_Exercices à faire_.
a. Traduisez en anglais cette phrase du passage choisi ci-dessous : « Le bonheur est simple, mais joyeux et empli de tendresse. »
b. Quels jeux d'enfants le texte ci-dessous sur l'enfance de Miguel-Ange cite-t-il ? Donnez-les tous.
c. Poursuivez le texte ci-dessous sur l'enfance de Miguel-Ange à partir de sa dernière phrase.

_Passage choisi_.
9 mars 1971, un petit bonhomme, dans les premiers pas de sa vie, goûte aux derniers instants du ravissement juvénile de voir sa maman souriante, heureuse. Mais, dans peu de temps, la fenêtre du bonheur va se refermer. Le drame n'est pas loin et le bonheur fait ses valises. À ce moment-là, personne ne le sait encore, mais les affres du destin se sont mis en marche, et plus rien ne sera comme avant.

En préambule du malheur à venir, le texte, traversant en permanence le pont entre narration réaliste et phrasé poétique, nous conduit à la découverte du quotidien plein de joie et de tendresse du pitchoun qu'est Miguel-Ange. Jeux d'enfants faits de marelle, de dinette, de billes, et de couchers sur la musique de Nounours et de "bonne nuit les petits". L'enfant est affectueux. "Je suis un garçon raisonnable. Je fais attention à ma maman. Je suis un bon garçon." Le bonheur est simple, mais joyeux et empli de tendresse.

_Matériel fourni_.
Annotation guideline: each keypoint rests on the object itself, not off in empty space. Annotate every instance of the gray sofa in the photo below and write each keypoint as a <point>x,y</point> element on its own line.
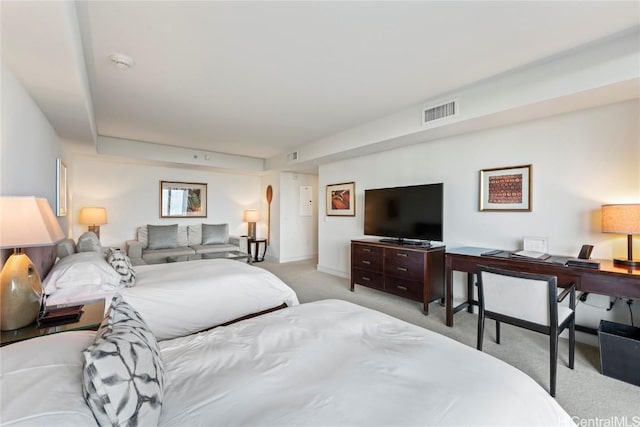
<point>165,243</point>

_Réponses_.
a. Happiness is simple, but joyful and filled with tenderness.

b. La marelle, la dinette, les billes.

c.
Puis, entre dans la narration la disparition du grand frère de trois ans son aîné. La mort n'ayant, on le sait, aucune morale et aucun scrupule à commettre ses actes, antinaturelles lorsqu'il s'agit d'ôter la vie à un bambin. L'accident est acté et deux gamins dans le bassin sont décédés, ceux-ci n'ayant pu être ramenés à la vie. Là, se révèle l'avant et l'après. Le bonheur s'est enfui et rien ne sera plus comme avant.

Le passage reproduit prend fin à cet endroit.